** Start of DATA PROVIDED **

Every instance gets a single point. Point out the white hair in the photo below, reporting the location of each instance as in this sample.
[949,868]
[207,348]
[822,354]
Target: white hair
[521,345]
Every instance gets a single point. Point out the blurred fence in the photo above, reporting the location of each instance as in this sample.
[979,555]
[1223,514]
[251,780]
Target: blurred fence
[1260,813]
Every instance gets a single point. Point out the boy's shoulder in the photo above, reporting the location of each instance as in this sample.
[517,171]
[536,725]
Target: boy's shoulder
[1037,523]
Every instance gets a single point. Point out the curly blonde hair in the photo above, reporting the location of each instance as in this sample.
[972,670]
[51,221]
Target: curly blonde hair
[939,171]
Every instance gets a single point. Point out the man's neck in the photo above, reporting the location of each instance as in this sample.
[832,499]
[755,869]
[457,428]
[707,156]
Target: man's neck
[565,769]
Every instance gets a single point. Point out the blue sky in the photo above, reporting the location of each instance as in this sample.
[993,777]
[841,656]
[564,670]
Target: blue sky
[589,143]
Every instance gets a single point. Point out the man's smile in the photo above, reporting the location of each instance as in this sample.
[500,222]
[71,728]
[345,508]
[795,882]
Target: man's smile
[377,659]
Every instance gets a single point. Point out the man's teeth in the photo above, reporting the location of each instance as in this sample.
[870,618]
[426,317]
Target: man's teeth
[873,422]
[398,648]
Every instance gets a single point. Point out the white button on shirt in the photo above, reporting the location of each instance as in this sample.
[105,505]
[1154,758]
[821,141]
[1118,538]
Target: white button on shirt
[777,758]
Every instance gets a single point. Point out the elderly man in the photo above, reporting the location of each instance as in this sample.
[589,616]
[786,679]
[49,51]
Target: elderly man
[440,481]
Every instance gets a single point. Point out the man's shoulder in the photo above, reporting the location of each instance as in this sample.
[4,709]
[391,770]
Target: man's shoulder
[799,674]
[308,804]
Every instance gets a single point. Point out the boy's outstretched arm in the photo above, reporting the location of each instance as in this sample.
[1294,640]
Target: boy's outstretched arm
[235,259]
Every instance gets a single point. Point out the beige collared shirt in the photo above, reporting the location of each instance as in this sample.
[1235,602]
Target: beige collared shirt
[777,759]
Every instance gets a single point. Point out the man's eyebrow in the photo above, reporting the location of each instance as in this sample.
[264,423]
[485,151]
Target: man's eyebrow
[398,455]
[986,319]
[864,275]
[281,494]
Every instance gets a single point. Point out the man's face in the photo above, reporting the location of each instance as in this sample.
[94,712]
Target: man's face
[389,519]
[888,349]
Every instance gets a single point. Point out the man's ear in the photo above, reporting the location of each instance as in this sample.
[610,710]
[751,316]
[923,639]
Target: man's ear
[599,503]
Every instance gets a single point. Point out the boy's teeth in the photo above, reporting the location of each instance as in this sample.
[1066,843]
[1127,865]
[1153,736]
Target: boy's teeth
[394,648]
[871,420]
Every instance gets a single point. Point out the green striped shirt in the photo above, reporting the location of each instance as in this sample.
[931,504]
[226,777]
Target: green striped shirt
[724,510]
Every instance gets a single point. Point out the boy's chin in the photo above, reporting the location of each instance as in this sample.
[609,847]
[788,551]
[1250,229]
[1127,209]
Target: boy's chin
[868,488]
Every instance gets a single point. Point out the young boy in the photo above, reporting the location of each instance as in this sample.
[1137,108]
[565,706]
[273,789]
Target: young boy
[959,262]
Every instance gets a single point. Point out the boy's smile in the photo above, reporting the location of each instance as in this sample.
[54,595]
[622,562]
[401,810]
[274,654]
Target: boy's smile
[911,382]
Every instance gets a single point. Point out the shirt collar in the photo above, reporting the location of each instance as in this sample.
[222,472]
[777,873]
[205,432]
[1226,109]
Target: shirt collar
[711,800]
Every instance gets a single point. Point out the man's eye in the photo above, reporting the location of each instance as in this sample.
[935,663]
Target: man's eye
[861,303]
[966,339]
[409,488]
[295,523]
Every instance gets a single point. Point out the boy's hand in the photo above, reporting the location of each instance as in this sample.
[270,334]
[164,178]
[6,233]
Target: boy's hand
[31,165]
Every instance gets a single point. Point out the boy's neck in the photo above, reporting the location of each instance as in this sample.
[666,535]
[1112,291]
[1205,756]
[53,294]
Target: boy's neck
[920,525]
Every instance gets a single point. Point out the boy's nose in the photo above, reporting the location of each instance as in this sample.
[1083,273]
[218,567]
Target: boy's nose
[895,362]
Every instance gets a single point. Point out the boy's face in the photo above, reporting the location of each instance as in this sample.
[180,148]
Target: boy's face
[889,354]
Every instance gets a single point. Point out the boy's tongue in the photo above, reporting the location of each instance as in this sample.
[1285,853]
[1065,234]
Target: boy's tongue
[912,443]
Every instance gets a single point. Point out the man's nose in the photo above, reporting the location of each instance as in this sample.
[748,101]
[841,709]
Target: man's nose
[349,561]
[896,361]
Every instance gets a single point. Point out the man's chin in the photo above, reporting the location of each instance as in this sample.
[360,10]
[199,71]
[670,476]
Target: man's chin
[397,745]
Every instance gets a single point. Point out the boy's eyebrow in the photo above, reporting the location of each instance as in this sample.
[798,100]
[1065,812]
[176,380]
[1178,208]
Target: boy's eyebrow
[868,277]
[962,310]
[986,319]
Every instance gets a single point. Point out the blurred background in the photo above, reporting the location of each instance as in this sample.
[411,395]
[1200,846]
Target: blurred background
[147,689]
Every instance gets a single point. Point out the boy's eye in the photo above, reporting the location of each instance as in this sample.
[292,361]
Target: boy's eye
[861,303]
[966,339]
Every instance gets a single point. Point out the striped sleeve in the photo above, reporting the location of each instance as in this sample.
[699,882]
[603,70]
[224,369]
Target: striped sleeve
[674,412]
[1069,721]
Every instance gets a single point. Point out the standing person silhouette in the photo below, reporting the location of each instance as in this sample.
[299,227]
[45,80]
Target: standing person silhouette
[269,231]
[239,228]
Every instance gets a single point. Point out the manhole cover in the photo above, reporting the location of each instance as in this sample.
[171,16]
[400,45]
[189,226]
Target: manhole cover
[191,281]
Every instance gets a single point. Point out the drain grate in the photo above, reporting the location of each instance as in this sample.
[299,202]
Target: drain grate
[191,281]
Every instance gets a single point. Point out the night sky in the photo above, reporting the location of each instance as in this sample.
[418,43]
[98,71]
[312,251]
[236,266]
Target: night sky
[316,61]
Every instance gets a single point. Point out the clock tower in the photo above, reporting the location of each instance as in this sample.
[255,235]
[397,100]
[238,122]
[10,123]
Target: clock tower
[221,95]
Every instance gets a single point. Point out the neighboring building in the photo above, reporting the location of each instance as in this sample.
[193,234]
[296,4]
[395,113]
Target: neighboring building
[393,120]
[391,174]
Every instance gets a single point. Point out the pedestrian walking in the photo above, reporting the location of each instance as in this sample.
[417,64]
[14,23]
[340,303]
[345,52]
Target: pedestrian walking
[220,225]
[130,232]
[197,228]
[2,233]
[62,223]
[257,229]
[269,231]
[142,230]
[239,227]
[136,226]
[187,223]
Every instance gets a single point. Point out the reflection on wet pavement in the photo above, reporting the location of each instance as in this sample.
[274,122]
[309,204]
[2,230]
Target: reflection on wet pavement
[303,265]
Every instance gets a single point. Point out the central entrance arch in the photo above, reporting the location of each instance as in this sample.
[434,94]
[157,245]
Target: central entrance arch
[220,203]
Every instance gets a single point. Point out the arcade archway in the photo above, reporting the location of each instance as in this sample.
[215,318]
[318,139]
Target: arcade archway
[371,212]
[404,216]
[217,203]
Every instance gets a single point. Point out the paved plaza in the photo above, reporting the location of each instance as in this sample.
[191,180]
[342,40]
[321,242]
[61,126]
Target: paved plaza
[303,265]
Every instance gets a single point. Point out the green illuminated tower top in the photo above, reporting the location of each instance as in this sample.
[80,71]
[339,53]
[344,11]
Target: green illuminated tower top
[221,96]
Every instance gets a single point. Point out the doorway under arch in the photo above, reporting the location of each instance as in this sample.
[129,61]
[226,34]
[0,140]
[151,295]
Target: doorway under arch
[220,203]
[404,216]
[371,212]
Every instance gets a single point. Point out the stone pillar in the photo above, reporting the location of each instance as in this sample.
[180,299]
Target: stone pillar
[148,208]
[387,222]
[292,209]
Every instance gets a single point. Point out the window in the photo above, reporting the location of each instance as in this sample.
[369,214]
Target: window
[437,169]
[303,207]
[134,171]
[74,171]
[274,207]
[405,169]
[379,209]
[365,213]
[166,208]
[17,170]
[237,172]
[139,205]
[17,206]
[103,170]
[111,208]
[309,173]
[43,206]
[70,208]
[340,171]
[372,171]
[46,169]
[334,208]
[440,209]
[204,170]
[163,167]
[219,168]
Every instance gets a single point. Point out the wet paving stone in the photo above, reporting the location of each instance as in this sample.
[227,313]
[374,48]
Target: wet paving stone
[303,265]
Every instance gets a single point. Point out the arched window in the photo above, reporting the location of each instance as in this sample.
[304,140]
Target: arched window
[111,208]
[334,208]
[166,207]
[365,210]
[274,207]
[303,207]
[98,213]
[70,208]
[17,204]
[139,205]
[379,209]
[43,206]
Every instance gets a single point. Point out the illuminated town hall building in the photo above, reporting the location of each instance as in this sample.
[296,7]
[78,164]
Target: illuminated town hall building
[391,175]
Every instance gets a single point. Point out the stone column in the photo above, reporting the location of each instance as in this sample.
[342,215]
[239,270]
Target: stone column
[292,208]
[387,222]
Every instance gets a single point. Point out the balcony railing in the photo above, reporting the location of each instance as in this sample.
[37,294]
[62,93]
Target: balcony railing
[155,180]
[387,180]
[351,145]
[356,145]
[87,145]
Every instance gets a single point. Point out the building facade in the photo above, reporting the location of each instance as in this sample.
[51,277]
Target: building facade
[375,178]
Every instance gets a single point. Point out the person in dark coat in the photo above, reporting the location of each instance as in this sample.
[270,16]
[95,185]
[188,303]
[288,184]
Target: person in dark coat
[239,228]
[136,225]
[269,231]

** End of DATA PROVIDED **

WRITTEN PROBLEM:
Put the lines above, from the line containing "Every instance gets a single point. Point out the balcony" through the end of the entries, into a JSON list of strings with one string per line, omitting blank lines.

EXERCISE OUTPUT:
[
  "Every instance gets a single point. Point out the balcony railing in the photo above, reporting the location of each instance as in this sample.",
  "[37,294]",
  "[62,93]",
  "Target: balcony railing",
  "[155,180]",
  "[387,180]",
  "[351,145]",
  "[356,145]",
  "[87,145]",
  "Every instance gets a single point. Point out the building facade in the photo above, reporting the location of each instance as in this sample.",
  "[51,277]",
  "Target: building facade",
  "[375,178]",
  "Every instance gets a single point. Point out the person in dark coat in the photo above, reporting the location of each instance as in this sample.",
  "[270,16]",
  "[95,185]",
  "[188,303]",
  "[288,184]",
  "Target: person in dark coat",
  "[239,228]",
  "[136,225]",
  "[269,231]"
]